Dentro da meta 15 também era prevista, como estratégia, a criação de uma política nacional de educação continuada. Mais uma vez, a ideia ficou só no papel.
Por que a meta 15 importa
A formação de professores é vista como tão essencial que foi incluída em 4 metas do PNE. Ainda que não se possa colocar nas costas dos professores toda a responsabilidade sobre a qualidade da educação – pesam também aspectos como atuação dos gestores, articulação no ambiente escolar e infraestrutura, entre outros – é consenso em pesquisas internacionais que o docente é o fator principal para obtê-la.
Meta 18 – Plano de carreira docente
Assegurar, no prazo de 2 anos, a existência de planos de Carreira para os(as) profissionais da Educação Básica e Superior pública de todos os sistemas de ensino e, para o plano de Carreira dos(as) profissionais da Educação Básica pública, tomar como referência o piso salarial nacional profissional, definido em lei federal, nos termos do inciso VIII do art. 206 da Constituição Federal.

- **TAREFAS**
(a) De acordo com o trecho, a formação de professores foi incluída em quantas metas do PNE?
(b) Reescreva a parte do trecho que vai de "Meta 18 – Plano" até "da Constituição Federal.", trocando "2 anos" por "5 anos".
As linhas que vêm a seguir não têm relação com o trecho.

Dados coletados
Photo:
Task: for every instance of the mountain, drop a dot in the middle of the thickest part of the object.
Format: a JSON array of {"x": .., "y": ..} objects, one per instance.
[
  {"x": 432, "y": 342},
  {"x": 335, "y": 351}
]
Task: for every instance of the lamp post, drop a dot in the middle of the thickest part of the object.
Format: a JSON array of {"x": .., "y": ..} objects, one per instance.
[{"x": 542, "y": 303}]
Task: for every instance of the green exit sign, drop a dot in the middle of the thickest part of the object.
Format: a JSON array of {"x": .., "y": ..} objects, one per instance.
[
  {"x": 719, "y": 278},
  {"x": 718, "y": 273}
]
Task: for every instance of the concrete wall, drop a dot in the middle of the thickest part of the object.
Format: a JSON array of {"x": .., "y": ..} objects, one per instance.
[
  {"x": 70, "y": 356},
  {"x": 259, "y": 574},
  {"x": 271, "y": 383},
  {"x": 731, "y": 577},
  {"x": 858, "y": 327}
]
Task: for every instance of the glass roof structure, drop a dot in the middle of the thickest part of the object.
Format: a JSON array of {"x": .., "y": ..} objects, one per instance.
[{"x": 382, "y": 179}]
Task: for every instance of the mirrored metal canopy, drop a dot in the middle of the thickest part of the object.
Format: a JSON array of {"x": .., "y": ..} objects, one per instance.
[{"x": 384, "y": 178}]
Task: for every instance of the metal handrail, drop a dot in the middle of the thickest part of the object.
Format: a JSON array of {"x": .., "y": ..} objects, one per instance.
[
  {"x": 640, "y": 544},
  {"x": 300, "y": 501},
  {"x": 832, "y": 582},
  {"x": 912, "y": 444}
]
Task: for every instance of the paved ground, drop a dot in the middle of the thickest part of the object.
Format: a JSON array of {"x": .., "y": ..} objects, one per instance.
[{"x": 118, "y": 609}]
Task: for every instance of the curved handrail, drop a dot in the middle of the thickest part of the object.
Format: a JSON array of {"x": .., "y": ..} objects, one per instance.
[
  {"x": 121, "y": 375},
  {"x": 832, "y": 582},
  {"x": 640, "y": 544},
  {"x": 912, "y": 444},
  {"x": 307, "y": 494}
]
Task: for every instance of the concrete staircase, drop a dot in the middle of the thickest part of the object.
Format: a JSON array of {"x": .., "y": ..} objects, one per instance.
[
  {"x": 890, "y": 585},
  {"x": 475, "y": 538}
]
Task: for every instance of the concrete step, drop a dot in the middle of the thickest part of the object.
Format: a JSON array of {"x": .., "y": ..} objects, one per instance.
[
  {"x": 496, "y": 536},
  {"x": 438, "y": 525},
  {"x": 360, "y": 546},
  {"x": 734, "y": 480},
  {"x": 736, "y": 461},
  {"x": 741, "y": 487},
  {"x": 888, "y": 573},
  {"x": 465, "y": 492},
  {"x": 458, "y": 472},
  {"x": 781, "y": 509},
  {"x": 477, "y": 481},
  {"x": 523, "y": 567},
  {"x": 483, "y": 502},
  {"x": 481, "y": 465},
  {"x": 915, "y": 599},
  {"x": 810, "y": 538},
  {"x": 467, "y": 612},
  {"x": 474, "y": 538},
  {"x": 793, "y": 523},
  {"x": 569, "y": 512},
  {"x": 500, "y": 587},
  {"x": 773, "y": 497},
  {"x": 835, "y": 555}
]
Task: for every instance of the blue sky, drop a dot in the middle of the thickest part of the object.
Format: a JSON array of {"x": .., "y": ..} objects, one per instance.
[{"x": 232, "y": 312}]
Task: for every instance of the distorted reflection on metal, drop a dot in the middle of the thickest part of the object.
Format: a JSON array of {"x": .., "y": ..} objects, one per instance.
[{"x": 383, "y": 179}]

- **RESPOSTAS**
(a) Em 4 metas do PNE.

(b)
Meta 18 – Plano de carreira docente
Assegurar, no prazo de 5 anos, a existência de planos de Carreira para os(as) profissionais da Educação Básica e Superior pública de todos os sistemas de ensino e, para o plano de Carreira dos(as) profissionais da Educação Básica pública, tomar como referência o piso salarial nacional profissional, definido em lei federal, nos termos do inciso VIII do art. 206 da Constituição Federal.